PROBLEM DESCRIPTION | A word-for-word copy of the records is needed, with every picture left out.
══ DATA SUPPLIED ══
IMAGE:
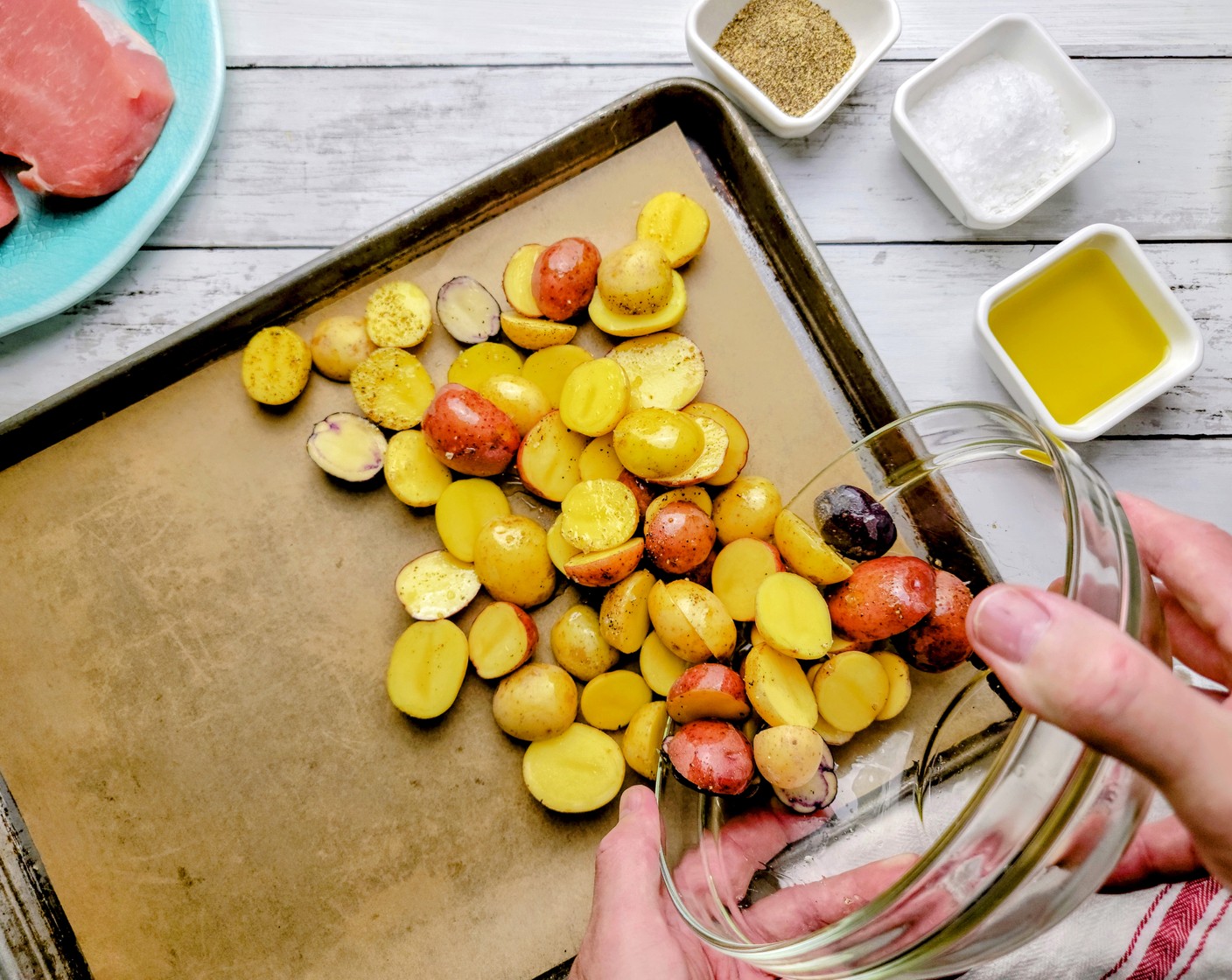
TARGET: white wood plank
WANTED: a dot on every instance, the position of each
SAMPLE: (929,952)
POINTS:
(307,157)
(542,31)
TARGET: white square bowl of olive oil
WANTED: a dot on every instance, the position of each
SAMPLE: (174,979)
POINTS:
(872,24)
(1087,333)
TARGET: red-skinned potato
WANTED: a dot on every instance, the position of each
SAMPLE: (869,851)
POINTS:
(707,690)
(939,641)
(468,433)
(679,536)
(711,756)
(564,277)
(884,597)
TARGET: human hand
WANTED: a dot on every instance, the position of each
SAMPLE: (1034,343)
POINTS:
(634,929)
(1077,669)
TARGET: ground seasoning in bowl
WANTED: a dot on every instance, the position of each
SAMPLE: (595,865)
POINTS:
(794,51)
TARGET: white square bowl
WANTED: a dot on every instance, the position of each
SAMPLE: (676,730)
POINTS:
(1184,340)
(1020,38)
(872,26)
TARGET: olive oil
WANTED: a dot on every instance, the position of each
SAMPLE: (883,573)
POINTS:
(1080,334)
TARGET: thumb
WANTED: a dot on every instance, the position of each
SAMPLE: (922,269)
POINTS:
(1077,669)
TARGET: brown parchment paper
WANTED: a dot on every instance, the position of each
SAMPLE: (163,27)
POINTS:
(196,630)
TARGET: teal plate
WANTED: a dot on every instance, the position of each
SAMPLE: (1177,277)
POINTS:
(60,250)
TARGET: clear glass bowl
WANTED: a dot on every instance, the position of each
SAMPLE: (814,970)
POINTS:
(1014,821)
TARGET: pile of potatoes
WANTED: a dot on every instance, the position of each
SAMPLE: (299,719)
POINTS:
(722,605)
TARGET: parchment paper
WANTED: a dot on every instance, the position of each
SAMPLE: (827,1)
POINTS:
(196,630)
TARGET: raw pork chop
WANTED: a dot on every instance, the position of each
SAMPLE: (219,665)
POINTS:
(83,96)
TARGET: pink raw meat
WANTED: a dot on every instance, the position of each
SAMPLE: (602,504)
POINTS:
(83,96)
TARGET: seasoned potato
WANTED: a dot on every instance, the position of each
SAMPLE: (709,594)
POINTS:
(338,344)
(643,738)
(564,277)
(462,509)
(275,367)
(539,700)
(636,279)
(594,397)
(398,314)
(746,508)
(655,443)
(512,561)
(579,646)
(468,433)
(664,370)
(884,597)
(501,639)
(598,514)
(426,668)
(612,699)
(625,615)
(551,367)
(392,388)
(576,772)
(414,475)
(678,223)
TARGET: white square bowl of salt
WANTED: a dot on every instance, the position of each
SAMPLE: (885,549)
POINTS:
═══
FINISHED TASK |
IMAGE:
TARGET: white wood plank
WANTED: a dot on every instance, the position of each
SAMPLE: (929,952)
POINTS:
(307,157)
(542,31)
TARGET: white square bowl of olive oil
WANTED: a dot on every instance, the position of each
SAMPLE: (174,979)
POINTS:
(872,24)
(1087,333)
TARGET: red-skinned potato
WANTED: a dot on every instance, the position of each
SAMPLE: (869,851)
POINTS:
(707,690)
(939,641)
(468,433)
(679,536)
(711,756)
(564,277)
(884,597)
TARGET: human hand
WANTED: a dot on every instance, the position of each
SAMPLE: (1034,343)
POINTS:
(634,929)
(1077,669)
TARGET: ground seasoning in bowl
WANTED: a dot on every instance, the position of each
SAMPLE: (595,865)
POINTS:
(794,51)
TARGET: white square bowl
WANTED: a dot on every instance, the position of each
SAMPLE: (676,730)
POINTS:
(1184,340)
(1020,38)
(872,26)
TARGET: olive oil
WANTED: a dot on every instance, the position of each
SAMPLE: (883,573)
POINTS:
(1080,334)
TARGET: thumb
WANTED: a dot on every instance, the position of each
SAMPLE: (922,269)
POINTS:
(1077,669)
TARGET: brown parchment paper
WANTED: a dot on every instance, the position of each
SAMPLE: (163,27)
POINTS:
(196,630)
TARGET: teal plate
WANTED: a dot on every instance, the position of each
SAMPLE: (1177,277)
POINTS:
(60,250)
TARGET: clear glass bowl
WANTED: a dot on every instance, the position of each
SAMPLE: (814,970)
POINTS:
(1014,821)
TARGET: pile of potatoes
WANTED: a dot on every instance, the position of each
SAMPLE: (299,719)
POINTS:
(722,605)
TARGET: parchment paper
WANTED: a dot on every instance, the position of each
SAMPLE: (827,1)
POINTS:
(196,630)
TARGET: raw pork chop
WANTED: a dot on every instance, the position of each
SAMPLE: (219,665)
POINTS:
(83,96)
TARGET: pink raw meat
WANTED: a dot on every instance, the position of each
SAMPLE: (602,504)
POINTS:
(83,96)
TARGET: seasoned potato
WANTED: a dot on every instance, the position of each
SAMPLE: (709,594)
POINTS:
(338,344)
(643,738)
(564,277)
(462,509)
(275,367)
(539,700)
(636,279)
(594,397)
(398,314)
(746,508)
(655,443)
(512,561)
(579,646)
(468,433)
(664,370)
(884,597)
(501,639)
(598,514)
(426,668)
(612,699)
(625,615)
(551,367)
(392,388)
(576,772)
(414,475)
(678,223)
TARGET: white square bowl of salt
WANTED: a dot on every instance, the position of each
SAMPLE: (885,549)
POINTS:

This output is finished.